*EXERCISE REQUIREMENTS*
**1)** According to the faith reflection, which Bible passage does the writer quote?
**2)** Pick up the faith reflection after its closing quotation and write the next few sentences.

*PROVIDED TEXT*
————————
I am still often scared of the way I feel and I have a long way to go. But I am more able to own my feelings and address them and above all be real with God, my husband and myself. When I look back I sometimes can't believe how I've got here in one piece but I thank God that I have no regrets over the choice I have made. I do still tend to set impossibly high standards for myself, and one thing God has taught me is that I also set the bar high for others, including my husband. My expectations are unrealistic at times and the Lord is helping soften me. Through the weaknesses I have He is making me see others through His eyes, with love and acceptance. The grace He has touched me with is gradually reaching others through me, to His glory.
“Therefore, since we have a great high priest who has gone through the heavens, Jesus the Son of God, let us hold firmly to the faith we profess. For we do not have a high priest who is unable to sympathise with our weaknesses, but we have one who has been tempted in EVERY WAY, just as we are — yet was without sin. Let us then approach the throne of GRACE with confidence, so that we may receive mercy and find GRACE to help us in our time of need.” Hebrews 4:14-16 (my emphasis)
————————
*RECORD EXTRACTS*

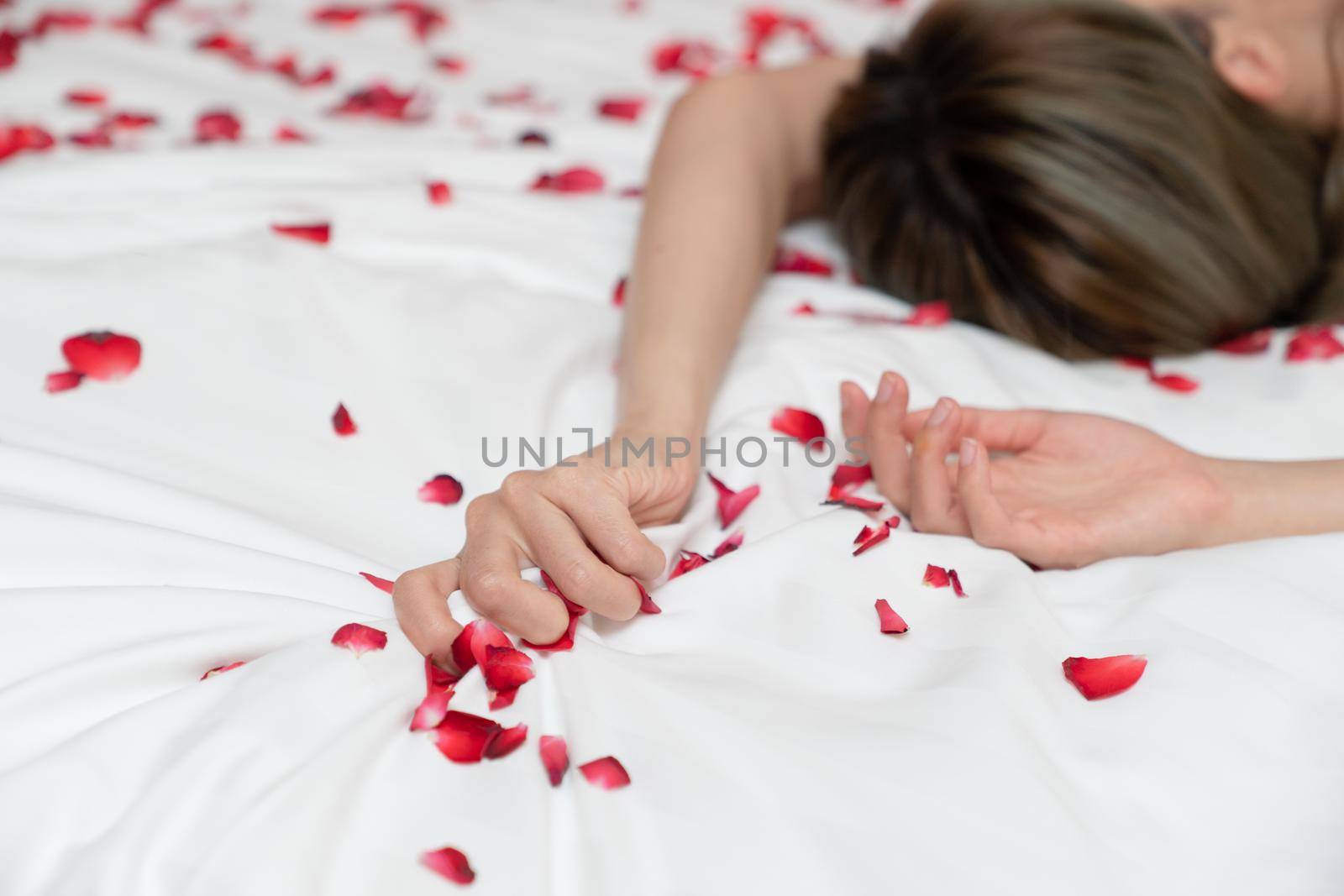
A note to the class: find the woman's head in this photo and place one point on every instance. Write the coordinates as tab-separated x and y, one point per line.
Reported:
1074	174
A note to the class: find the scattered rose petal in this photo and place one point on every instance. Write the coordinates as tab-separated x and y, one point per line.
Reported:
360	638
936	577
555	758
219	671
319	234
102	355
890	621
342	422
1314	344
443	490
1105	678
732	504
465	738
606	773
449	862
440	194
508	741
382	584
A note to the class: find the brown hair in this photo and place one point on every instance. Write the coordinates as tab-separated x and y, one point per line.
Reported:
1075	174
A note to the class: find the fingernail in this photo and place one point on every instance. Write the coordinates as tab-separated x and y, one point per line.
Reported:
968	452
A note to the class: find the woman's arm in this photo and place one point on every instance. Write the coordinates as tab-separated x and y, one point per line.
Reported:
738	157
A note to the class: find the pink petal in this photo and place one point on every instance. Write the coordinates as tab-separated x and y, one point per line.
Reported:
555	758
443	490
801	425
62	380
936	577
342	422
732	504
382	584
360	638
465	738
506	668
102	355
890	621
1105	678
508	741
449	862
606	773
440	194
219	671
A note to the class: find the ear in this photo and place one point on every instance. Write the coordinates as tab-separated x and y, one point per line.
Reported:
1253	63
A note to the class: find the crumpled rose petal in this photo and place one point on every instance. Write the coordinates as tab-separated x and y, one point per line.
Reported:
342	423
440	194
443	490
318	233
890	621
795	261
508	741
1314	344
449	862
378	582
732	504
102	355
555	758
506	668
801	425
1104	678
571	181
360	638
936	577
465	738
219	671
1253	343
606	773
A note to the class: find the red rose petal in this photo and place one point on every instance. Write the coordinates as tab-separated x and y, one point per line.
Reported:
440	194
1314	344
342	422
890	621
62	380
508	741
555	758
219	671
622	107
936	577
443	490
506	668
449	862
382	584
465	738
732	504
102	355
1105	678
1253	343
360	638
606	773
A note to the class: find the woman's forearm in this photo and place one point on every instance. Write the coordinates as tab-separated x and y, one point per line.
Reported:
739	156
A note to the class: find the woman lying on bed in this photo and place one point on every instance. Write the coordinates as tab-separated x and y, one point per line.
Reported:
1090	177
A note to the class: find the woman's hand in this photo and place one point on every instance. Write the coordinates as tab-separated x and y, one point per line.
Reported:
578	521
1055	490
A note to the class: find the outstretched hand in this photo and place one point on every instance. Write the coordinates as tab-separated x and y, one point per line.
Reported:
1055	490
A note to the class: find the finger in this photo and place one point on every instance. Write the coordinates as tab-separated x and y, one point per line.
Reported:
492	584
885	443
932	497
853	410
996	430
421	602
555	543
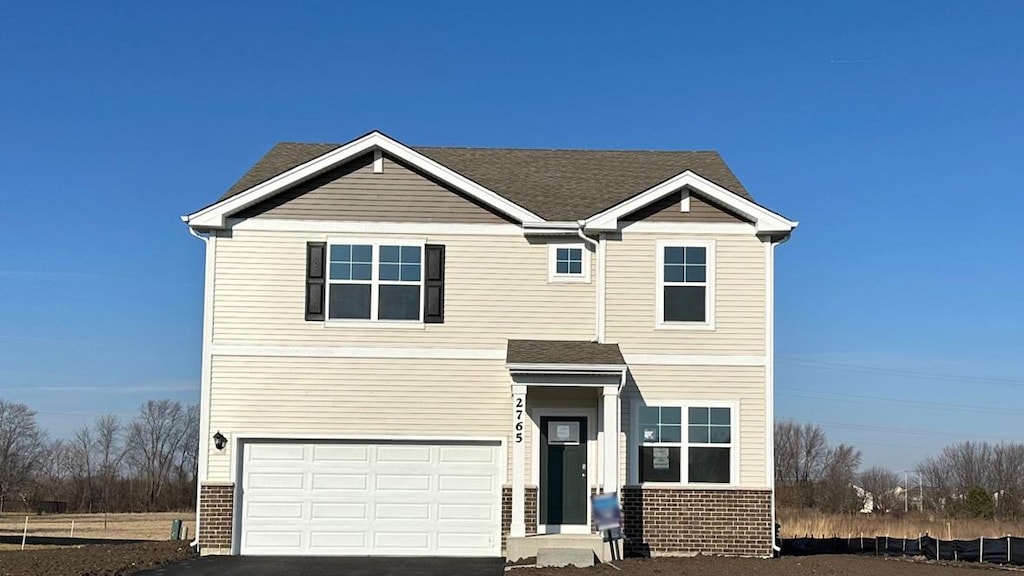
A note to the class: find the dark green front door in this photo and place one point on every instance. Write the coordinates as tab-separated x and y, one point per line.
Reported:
563	470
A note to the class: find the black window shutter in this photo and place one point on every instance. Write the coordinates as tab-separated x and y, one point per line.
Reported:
315	271
433	301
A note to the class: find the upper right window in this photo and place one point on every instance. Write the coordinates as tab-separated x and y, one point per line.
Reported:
685	288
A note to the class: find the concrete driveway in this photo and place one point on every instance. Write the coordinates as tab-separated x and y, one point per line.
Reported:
321	566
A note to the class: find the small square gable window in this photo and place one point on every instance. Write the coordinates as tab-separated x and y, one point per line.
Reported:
568	262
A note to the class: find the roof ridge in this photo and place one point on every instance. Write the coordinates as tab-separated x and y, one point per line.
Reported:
504	149
512	149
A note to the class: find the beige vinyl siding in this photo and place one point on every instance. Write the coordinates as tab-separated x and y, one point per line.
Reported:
354	193
668	210
345	397
739	297
743	384
496	288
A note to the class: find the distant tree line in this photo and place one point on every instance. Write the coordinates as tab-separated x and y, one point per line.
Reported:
966	480
146	463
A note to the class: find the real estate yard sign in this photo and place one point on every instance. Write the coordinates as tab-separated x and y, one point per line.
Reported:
607	515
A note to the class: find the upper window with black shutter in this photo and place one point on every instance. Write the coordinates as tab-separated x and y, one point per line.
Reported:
685	285
375	281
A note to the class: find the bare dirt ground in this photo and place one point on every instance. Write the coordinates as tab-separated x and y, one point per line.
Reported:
99	560
803	566
152	526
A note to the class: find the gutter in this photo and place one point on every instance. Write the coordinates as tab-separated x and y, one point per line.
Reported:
204	427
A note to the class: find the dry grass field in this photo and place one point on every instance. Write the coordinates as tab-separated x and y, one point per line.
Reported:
799	523
153	526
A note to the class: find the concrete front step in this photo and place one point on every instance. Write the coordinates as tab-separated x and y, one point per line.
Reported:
529	546
557	558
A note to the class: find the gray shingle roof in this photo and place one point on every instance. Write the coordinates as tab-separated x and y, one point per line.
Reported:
556	184
562	352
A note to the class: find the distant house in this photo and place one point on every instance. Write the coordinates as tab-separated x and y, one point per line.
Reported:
446	351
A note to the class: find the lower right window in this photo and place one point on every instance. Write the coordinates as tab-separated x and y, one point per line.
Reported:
699	453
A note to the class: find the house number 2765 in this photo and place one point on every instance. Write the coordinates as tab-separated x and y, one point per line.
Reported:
518	419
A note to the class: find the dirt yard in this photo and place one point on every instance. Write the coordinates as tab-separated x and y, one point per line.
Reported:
154	526
803	566
111	560
128	559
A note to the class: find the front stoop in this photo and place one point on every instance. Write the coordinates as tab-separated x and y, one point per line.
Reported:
559	558
529	546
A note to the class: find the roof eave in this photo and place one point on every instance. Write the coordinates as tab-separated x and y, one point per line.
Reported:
535	368
215	215
765	220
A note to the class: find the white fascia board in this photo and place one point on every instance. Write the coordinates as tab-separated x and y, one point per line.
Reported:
566	368
550	228
765	220
215	215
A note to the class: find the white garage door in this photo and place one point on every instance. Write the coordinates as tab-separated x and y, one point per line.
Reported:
379	498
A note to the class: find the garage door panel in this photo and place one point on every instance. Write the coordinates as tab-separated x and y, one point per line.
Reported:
386	498
280	540
483	511
340	482
467	454
338	510
404	512
274	510
459	542
386	541
332	541
275	453
402	483
462	484
341	453
403	454
292	481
————————
*OUTPUTS BY TASK*
**1)** Hebrews 4:14-16

**2)**
“What benefit did you reap at that time from the things you are now ashamed of? Those things result in death! But now that you have been set free from sin and have become slaves to God, the benefit you reap leads to holiness and the result is eternal life.” Romans 6:21-22
“Blessed is the man who perseveres under trial, because when he has stood the test, he will receive the crown of life that God has promised to those who love Him.” James 1:12
October 2006
Note: For the sake of confidentiality, the names in this story may have been changed.